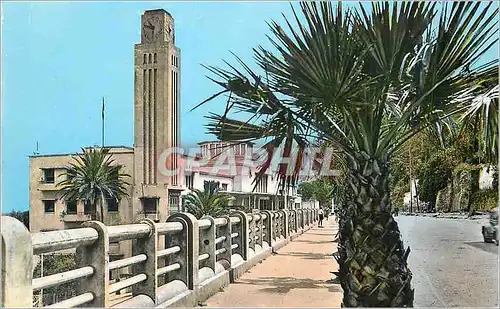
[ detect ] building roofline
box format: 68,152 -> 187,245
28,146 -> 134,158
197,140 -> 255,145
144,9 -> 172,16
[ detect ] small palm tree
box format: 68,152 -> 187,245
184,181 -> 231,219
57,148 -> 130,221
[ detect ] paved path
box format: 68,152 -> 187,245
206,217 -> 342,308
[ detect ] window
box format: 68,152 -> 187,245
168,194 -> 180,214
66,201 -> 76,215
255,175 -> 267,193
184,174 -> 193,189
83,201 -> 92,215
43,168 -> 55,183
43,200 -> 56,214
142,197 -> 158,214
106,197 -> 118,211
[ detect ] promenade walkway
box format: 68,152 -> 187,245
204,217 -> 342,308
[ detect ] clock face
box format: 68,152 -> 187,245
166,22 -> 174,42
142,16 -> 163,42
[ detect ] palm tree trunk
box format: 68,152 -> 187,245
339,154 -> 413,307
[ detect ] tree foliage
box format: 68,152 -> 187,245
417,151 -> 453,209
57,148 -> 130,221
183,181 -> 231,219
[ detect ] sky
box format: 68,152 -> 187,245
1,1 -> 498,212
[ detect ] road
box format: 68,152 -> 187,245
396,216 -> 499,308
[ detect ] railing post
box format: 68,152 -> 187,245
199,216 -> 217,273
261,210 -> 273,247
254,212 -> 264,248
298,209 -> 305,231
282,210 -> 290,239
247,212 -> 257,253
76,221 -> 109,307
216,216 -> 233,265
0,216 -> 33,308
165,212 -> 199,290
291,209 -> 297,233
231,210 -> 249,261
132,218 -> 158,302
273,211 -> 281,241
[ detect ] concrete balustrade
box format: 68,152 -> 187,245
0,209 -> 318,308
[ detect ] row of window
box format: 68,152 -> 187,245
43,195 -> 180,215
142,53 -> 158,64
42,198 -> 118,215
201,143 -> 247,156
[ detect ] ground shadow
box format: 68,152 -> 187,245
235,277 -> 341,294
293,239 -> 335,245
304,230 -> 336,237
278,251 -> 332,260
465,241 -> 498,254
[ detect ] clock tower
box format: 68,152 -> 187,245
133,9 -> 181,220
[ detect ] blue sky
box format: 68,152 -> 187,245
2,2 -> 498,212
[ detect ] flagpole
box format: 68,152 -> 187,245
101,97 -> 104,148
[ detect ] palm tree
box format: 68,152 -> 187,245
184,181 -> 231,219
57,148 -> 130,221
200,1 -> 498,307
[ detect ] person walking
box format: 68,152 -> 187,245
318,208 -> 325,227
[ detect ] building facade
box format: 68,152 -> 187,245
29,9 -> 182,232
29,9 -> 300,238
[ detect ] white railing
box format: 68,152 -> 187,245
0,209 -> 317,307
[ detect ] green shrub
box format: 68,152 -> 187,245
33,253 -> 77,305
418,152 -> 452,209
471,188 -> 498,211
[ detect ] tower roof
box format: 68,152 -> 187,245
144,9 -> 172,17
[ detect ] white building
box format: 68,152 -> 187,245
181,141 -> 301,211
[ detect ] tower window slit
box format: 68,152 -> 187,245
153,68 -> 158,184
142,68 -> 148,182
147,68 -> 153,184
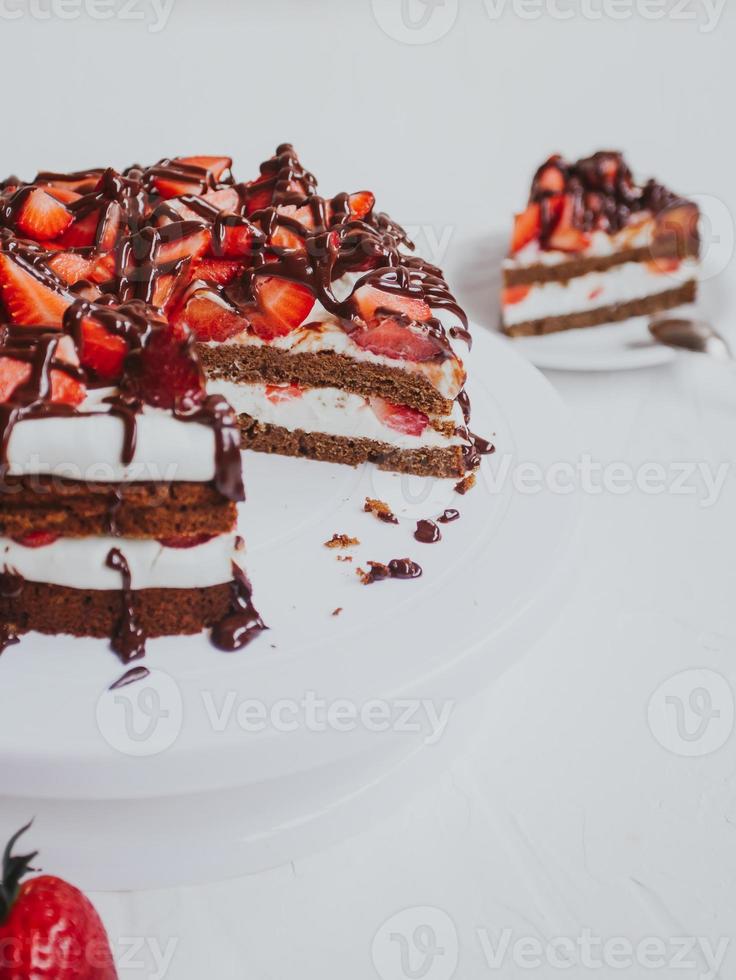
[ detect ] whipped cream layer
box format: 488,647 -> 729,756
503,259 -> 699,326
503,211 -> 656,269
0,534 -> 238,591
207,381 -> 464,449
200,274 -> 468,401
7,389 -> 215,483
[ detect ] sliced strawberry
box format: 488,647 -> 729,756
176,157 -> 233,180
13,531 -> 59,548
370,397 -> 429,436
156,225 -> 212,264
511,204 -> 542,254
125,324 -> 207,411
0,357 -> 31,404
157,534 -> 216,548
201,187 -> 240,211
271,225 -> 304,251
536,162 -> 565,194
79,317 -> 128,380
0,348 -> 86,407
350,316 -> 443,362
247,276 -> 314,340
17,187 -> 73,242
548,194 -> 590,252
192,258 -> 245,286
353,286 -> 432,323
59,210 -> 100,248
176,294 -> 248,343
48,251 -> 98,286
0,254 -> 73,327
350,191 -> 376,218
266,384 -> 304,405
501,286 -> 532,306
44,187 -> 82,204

* * * * *

Written exercise
Rewrite every line of the data from its beginning through the line containing "339,154 -> 413,307", shifting each coordinate in the answer boxes up by 22 and leaving the pictures out.

Exercise output
[ detect ] building roofline
box format: 68,152 -> 187,245
50,168 -> 156,180
219,162 -> 277,167
166,31 -> 194,38
[ detect ] small palm tree
box format: 68,152 -> 187,245
206,203 -> 253,241
79,170 -> 152,243
[ detect ] paved path
box format: 68,152 -> 187,245
228,239 -> 364,330
[ detect ] window
box format: 68,152 -> 187,245
190,216 -> 202,236
88,223 -> 98,237
277,197 -> 289,215
206,196 -> 215,211
105,223 -> 114,237
65,190 -> 77,205
65,222 -> 78,236
164,219 -> 180,236
128,219 -> 140,233
[ detect ] promenade walkway
box format: 68,152 -> 187,245
226,239 -> 364,330
[ detect ] clock face
box format: 68,152 -> 187,245
188,44 -> 196,64
164,38 -> 185,64
[ detect ] palm tree trunk
box format: 68,152 -> 187,245
361,176 -> 435,329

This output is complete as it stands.